**What you will do:**
Once the line containing "Find and box person wearing" is found, please set it down along with each following line, exactly, to the end of the material.

**Data records:**
________

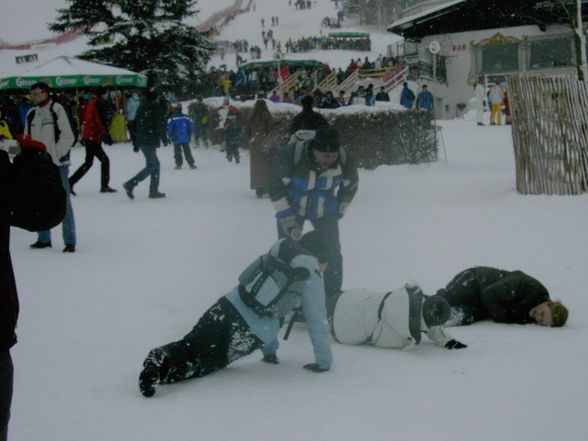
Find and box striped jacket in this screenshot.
[268,141,359,220]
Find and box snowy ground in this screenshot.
[3,1,588,440]
[8,119,588,441]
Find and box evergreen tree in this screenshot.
[49,0,213,96]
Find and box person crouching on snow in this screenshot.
[139,231,333,397]
[332,283,467,350]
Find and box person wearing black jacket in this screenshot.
[289,95,329,134]
[434,266,568,327]
[0,135,66,441]
[122,90,168,199]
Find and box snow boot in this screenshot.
[122,182,135,200]
[139,349,165,397]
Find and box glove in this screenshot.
[102,133,113,146]
[133,146,139,153]
[303,363,329,373]
[445,339,467,350]
[161,135,170,146]
[279,215,302,240]
[262,354,279,364]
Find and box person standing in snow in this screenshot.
[125,91,141,149]
[216,96,242,163]
[138,232,333,397]
[69,86,117,195]
[290,95,329,134]
[433,267,569,327]
[375,87,390,102]
[333,283,467,350]
[25,82,77,253]
[475,77,486,126]
[400,82,415,109]
[1,135,66,441]
[488,82,505,125]
[268,127,359,317]
[167,104,196,170]
[246,99,273,198]
[122,90,167,200]
[188,96,209,148]
[415,84,434,111]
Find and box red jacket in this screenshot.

________

**Answer section:**
Find and box person wearing black jacket in this screenshot.
[289,95,329,134]
[434,266,568,327]
[0,135,66,441]
[122,90,168,199]
Find and box snow boot in this screenshot.
[122,182,135,200]
[139,349,165,397]
Find and box glove in this screenshot.
[102,133,113,146]
[133,146,139,153]
[303,363,329,373]
[445,339,467,350]
[161,135,170,146]
[279,215,302,240]
[262,354,279,364]
Find and box person standing in snow in this screenshot.
[125,91,141,149]
[216,96,242,163]
[138,232,333,397]
[69,86,117,195]
[290,95,329,134]
[433,267,569,327]
[375,87,390,102]
[333,283,467,350]
[25,82,77,253]
[475,77,486,126]
[400,82,415,109]
[1,135,66,441]
[488,82,505,125]
[268,127,359,317]
[167,104,196,170]
[246,99,273,198]
[122,90,167,200]
[188,96,209,148]
[415,84,434,111]
Find and box red jacket in this screenshot.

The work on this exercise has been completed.